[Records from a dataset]
● ● ● ● ● ● ●
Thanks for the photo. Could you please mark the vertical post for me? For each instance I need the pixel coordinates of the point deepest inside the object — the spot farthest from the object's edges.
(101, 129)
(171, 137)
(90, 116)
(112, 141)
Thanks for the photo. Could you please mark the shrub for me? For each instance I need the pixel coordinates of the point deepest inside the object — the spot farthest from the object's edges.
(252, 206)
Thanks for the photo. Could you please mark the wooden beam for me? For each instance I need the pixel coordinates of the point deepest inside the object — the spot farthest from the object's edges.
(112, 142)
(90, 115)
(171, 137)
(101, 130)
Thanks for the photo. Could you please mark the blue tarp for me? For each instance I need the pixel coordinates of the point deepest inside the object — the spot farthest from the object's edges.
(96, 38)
● ● ● ● ● ● ●
The records must each be output verbatim, with nothing left out.

WRITTEN ANSWER -
Thanks for the photo. Could you please mark the vertical post for me? For each instance I need the pixel coordinates of the point deepest inside the object — the spot farthest from the object's edges.
(101, 129)
(171, 137)
(90, 116)
(112, 141)
Thanks for the photo. Could you please mark the shrub for me? For each instance I need the pixel coordinates of the point deepest inside the object — the spot farthest from the object's edges.
(252, 206)
Thanks for the photo. Could you please mark the wooden beam for me? For each instance I need the pixel coordinates of the point deepest inside the object — the spot farthest from the object's edges.
(112, 142)
(90, 115)
(171, 137)
(101, 130)
Thanks for the photo. Could you please mark the blue tarp for me? For each instance I need the pixel coordinates of the point deepest inside the object — the spot farthest from the object's edges.
(96, 38)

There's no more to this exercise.